■ GIVEN INFORMATION

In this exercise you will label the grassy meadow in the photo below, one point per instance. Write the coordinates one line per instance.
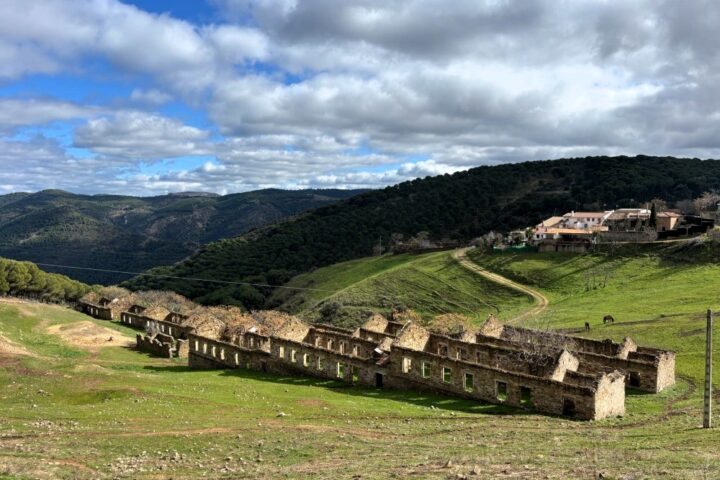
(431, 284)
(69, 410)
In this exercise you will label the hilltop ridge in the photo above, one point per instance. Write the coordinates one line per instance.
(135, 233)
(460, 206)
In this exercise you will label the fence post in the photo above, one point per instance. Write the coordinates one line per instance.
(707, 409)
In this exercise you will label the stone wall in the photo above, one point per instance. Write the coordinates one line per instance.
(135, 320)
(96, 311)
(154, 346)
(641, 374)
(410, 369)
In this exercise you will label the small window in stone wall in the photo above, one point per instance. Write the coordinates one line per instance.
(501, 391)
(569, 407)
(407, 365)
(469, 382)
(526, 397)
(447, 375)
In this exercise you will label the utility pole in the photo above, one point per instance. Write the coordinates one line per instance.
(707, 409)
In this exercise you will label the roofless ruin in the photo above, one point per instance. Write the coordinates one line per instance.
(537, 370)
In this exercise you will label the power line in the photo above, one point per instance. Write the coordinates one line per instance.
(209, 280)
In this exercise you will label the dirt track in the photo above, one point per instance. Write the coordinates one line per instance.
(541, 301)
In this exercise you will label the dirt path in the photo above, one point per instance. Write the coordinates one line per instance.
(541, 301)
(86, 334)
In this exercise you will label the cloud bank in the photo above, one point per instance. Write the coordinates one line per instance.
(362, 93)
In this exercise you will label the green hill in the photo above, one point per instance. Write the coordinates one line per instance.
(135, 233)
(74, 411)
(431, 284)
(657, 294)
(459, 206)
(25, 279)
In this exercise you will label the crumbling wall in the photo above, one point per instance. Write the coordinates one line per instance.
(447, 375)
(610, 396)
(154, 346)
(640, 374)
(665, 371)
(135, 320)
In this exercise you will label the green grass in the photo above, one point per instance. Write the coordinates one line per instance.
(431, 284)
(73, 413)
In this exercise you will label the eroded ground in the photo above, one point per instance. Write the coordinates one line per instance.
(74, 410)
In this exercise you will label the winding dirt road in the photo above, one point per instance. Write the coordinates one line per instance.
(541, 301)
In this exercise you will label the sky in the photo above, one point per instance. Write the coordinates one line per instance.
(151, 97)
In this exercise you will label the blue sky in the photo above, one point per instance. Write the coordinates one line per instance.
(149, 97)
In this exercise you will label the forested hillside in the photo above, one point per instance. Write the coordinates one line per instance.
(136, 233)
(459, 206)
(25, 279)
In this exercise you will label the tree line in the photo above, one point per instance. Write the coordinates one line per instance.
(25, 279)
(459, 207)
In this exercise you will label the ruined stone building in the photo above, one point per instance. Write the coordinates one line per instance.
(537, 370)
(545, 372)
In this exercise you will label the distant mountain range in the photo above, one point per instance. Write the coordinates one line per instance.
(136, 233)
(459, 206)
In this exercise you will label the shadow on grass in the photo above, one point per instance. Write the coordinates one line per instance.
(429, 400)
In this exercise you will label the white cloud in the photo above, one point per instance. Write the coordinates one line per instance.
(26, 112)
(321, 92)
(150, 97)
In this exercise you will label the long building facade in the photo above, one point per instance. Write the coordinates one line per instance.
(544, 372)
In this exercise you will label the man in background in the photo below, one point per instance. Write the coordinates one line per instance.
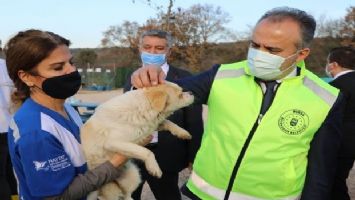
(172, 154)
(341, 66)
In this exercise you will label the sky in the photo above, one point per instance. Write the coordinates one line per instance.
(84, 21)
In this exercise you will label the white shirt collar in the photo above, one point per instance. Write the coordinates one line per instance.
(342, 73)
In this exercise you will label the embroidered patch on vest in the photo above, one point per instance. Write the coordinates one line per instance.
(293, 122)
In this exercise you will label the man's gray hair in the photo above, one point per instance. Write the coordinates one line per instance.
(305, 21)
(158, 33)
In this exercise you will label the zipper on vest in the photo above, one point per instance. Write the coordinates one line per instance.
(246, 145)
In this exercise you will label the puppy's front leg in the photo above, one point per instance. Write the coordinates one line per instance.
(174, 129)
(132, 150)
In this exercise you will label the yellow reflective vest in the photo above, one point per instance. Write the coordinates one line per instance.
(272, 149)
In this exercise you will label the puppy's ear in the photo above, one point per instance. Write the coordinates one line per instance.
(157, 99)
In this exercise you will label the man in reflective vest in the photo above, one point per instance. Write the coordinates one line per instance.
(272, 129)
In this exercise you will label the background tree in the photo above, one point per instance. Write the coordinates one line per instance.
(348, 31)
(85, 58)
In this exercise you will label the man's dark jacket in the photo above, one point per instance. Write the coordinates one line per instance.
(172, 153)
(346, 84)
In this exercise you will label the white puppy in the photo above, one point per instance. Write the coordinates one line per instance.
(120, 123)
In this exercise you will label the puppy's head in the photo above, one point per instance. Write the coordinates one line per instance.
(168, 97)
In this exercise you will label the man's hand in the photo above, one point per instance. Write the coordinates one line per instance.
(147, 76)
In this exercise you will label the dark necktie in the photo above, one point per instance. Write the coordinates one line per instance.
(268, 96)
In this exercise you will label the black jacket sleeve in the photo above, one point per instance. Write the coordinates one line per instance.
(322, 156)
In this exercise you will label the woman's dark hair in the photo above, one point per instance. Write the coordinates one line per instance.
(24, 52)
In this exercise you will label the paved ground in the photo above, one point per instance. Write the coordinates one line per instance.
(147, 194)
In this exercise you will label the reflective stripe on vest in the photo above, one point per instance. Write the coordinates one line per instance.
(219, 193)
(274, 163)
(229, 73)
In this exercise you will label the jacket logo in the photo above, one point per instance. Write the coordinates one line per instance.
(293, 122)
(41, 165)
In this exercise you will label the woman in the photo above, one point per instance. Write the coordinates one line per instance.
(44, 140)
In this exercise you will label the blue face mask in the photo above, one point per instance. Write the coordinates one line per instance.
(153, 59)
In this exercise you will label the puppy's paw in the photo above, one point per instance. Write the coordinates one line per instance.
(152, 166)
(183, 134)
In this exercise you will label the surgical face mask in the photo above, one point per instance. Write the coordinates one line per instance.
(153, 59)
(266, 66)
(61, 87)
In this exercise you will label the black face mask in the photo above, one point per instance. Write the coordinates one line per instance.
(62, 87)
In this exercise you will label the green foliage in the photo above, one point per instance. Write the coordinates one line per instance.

■ YOUR TASK
Your task is to output exactly the lines running from the one with "In this exercise you will label the woman in" through the final line of the material above, with both ends included.

■ FULL OUTPUT
In this exercise you will label the woman in the photo above, one point per instance. Write the coordinates one line per instance.
(44, 140)
In this exercise you will label the blue face mask in the photo above, one point per instance. Write the coordinates one line per instance.
(153, 59)
In this exercise you will label the puppy's paw in the photo above, one point per instance. Write the coordinates one line per instance.
(152, 166)
(183, 134)
In this exercise you will label the surgical face mask in the photo above, one point per instance. Write the coordinates one line per instance.
(153, 59)
(266, 66)
(61, 87)
In this exercise you will label the black face mask in the photo above, one point per instance. Write the coordinates one line per instance.
(62, 87)
In this exercise you will label the green foliage in the photo above, one point per instance. Write the coordinates one line per instance.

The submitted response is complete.